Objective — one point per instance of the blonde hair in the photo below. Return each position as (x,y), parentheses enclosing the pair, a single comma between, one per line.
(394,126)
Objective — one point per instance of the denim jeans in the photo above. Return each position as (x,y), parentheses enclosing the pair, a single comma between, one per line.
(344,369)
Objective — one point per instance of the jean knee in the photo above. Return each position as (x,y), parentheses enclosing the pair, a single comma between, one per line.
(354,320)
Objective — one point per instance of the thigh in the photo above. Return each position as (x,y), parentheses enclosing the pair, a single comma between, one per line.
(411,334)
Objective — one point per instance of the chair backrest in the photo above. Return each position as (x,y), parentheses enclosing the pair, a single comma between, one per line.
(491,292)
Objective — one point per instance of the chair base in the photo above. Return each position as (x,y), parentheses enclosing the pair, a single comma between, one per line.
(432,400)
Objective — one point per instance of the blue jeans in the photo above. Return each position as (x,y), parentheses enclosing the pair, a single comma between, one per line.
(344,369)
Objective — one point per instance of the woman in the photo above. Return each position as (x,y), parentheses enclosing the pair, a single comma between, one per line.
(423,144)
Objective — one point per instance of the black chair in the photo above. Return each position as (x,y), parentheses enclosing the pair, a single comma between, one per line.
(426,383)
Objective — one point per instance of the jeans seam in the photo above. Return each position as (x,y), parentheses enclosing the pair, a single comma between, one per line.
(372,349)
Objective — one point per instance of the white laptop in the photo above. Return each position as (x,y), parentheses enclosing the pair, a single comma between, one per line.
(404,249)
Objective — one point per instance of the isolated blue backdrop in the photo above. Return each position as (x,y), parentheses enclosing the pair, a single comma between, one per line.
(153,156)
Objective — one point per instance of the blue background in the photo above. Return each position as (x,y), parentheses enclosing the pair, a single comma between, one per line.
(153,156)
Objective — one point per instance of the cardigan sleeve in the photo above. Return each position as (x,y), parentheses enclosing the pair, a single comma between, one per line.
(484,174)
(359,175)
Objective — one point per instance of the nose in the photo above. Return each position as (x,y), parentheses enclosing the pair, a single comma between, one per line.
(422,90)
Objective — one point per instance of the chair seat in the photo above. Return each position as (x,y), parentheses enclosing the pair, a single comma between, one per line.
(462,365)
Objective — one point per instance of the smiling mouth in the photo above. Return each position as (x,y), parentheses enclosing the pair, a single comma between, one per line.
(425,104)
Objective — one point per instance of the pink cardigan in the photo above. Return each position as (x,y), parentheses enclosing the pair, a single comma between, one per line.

========

Reproduce all of the entries above, replacing each occurrence of "Objective" with "Goal" and leaving everything else unchanged.

**Solution:**
Goal — one point per instance of the blonde hair in the photo below. Return each position as (x,y), parentheses enclosing the pair, a single comma between, one per line.
(394,126)
Goal — one point per instance of the denim jeans in the photo above. Return each position as (x,y), parentheses enclosing the pair, a single comma between, one per line.
(344,369)
Goal — one point per instance of the jean knee in the photo above. Return each position as (x,y), parentheses enclosing the pair, a single comma between, one per line.
(354,320)
Goal — one point per instance of the thigh in the photo above. Return each position as (x,y), parentheses enclosing the pair, a single comma between, one per line.
(411,334)
Goal — one point per instance of the chair backrest in the photo above. Return each position as (x,y), parentheses enclosing the pair, a single comma between, one per line.
(491,292)
Goal — one point per instance of the chair base in the photo above. Return each position as (x,y), parentheses enclosing the pair, a single comma between, one per line.
(432,400)
Goal — one point per instance of the blue jeans in the photo above. Return each position as (x,y), parentheses enclosing the pair, a single comma between, one per line.
(344,369)
Goal — one point per instance of the woman in the photo above. Return each position as (x,y), parentheses enclosing the pair, a single comma between, one per line.
(423,144)
Goal — one point per instance of the black chair in the photo above. Return each position as (x,y), parentheses enclosing the pair, a single comma between, one per line.
(426,383)
Goal — one point per instance of the jeans seam in the photo above. Return each position as (x,y), parentheses enclosing the pair, a single comma between, one per line.
(372,349)
Goal — one point per instance of the white laptop in the photo above. Return each position as (x,y), parentheses enclosing the pair, a single comma between, one per line.
(404,249)
Goal — one point per instance of the isolated blue backdrop in the photo above. Return each position as (x,y), parentheses enclosing the pair, a single comma between, one per line.
(153,156)
Goal — one point per instance of the blue background in the photo above. Return each position as (x,y), parentheses enclosing the pair, a single comma between, one per line.
(153,156)
Goal — one point per instance of the cardigan sleeve in the photo above. Return each position as (x,y), parentheses enclosing the pair, a single comma between, one per line.
(484,174)
(359,175)
Goal — one point per instance of the nose in the photo above. Return each position as (x,y), parentheses enclosing the pair, a single comma between, one per line.
(422,90)
Goal — one point per instance of the chair seat in the photo above. Return each position as (x,y), parentheses enclosing the pair, a single comma between, one per line.
(462,365)
Goal — one point per instance of the smiling mouth in the photo above. Return each position as (x,y), parentheses enclosing the pair, a single comma between, one per line.
(425,104)
Goal — one point per instance of the pink cardigan in the photo above. Return each position as (x,y), parentheses enclosing the pair, a single comma between, one per line.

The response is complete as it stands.